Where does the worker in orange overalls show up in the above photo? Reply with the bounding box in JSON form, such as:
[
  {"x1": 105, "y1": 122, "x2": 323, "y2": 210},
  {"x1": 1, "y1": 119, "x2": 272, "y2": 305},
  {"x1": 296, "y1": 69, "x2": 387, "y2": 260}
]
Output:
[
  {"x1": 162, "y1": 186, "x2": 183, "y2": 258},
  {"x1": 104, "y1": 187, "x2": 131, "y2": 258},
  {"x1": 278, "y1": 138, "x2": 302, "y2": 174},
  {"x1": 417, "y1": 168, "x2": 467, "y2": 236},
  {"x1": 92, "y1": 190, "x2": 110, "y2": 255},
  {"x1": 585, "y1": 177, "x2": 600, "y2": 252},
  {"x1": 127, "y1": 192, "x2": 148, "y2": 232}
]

****

Write out the entry above word for word, keeping every line, number and mark of punctuation the same.

Where does the worker in orange overalls show up in the above photo? Reply with the bounding box in JSON form, such as:
[
  {"x1": 105, "y1": 122, "x2": 323, "y2": 210},
  {"x1": 1, "y1": 119, "x2": 272, "y2": 305},
  {"x1": 296, "y1": 69, "x2": 387, "y2": 260}
]
Output:
[
  {"x1": 162, "y1": 186, "x2": 183, "y2": 258},
  {"x1": 104, "y1": 187, "x2": 131, "y2": 258},
  {"x1": 278, "y1": 138, "x2": 302, "y2": 174},
  {"x1": 417, "y1": 168, "x2": 467, "y2": 236},
  {"x1": 92, "y1": 190, "x2": 110, "y2": 255},
  {"x1": 585, "y1": 177, "x2": 600, "y2": 252},
  {"x1": 127, "y1": 192, "x2": 148, "y2": 232}
]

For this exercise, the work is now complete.